* EXERCISE DIRECTIONS
Below is a listing; give only the number of its lines that contain the word "stadium".

* DATA EXTRACT
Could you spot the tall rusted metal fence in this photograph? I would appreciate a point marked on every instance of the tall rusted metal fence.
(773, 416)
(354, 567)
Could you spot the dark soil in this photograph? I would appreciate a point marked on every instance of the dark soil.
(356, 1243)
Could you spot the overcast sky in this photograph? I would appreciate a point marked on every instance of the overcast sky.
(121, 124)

==

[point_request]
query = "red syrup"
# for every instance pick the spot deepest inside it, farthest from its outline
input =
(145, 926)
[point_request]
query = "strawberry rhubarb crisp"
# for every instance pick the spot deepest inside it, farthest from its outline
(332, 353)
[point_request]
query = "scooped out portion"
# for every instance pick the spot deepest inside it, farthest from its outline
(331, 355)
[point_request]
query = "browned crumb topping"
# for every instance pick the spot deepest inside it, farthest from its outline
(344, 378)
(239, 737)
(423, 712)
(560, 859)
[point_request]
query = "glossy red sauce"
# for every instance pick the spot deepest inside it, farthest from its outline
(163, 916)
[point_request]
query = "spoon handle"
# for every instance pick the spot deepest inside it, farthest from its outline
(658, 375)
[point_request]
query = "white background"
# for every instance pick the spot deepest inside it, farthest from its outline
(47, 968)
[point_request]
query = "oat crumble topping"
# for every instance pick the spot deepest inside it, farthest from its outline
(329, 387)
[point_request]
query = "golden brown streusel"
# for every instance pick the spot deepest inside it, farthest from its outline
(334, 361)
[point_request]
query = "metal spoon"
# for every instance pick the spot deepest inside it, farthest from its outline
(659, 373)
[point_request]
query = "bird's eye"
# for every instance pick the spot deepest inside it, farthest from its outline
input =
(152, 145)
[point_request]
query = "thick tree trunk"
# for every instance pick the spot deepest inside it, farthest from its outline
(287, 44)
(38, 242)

...

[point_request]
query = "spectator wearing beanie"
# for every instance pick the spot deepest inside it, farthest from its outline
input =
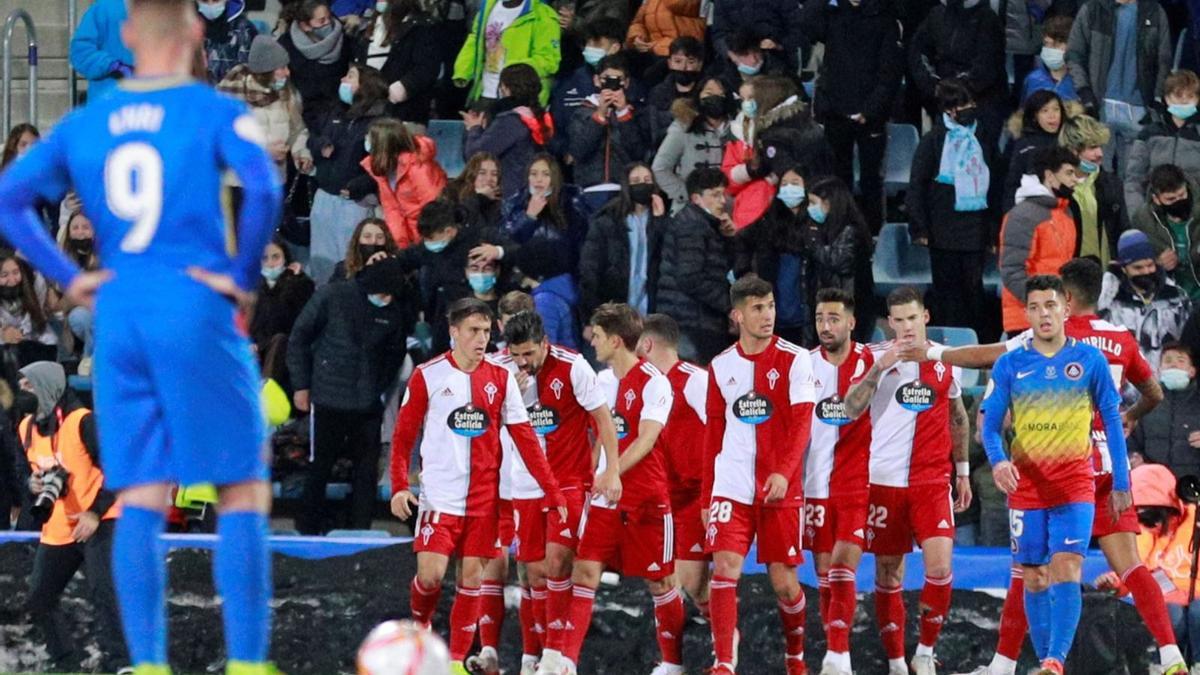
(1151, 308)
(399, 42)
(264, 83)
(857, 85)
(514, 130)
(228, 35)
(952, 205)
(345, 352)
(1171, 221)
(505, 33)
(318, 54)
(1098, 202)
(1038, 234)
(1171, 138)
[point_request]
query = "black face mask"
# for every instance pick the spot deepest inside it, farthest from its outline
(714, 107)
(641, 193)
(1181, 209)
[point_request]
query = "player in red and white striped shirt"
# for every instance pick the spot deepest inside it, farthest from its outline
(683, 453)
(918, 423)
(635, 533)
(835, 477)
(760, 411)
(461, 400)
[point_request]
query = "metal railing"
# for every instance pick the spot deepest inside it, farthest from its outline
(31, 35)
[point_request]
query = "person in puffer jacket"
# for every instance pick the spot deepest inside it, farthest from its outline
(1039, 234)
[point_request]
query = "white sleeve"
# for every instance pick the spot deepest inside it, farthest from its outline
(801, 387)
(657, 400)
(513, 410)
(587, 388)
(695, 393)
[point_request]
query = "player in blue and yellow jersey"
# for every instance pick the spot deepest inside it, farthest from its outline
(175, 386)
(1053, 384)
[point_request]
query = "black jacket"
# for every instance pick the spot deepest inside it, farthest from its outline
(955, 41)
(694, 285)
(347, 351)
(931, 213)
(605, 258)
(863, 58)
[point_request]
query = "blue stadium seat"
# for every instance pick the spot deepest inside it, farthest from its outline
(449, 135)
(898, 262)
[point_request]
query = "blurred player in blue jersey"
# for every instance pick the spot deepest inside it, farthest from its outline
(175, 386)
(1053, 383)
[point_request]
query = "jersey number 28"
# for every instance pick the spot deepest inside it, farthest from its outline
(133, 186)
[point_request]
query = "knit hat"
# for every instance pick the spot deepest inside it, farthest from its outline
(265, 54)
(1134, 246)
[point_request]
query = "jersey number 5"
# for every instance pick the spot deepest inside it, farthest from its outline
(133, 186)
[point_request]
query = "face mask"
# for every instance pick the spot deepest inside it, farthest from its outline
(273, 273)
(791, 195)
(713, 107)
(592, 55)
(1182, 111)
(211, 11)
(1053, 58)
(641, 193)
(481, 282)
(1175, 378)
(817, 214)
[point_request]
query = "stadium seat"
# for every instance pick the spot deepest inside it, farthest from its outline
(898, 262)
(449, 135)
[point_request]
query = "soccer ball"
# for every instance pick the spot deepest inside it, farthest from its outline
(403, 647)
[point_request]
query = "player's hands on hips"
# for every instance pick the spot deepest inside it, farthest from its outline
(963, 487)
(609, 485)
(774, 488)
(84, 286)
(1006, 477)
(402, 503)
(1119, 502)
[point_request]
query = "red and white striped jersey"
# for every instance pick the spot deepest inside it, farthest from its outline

* REPLY
2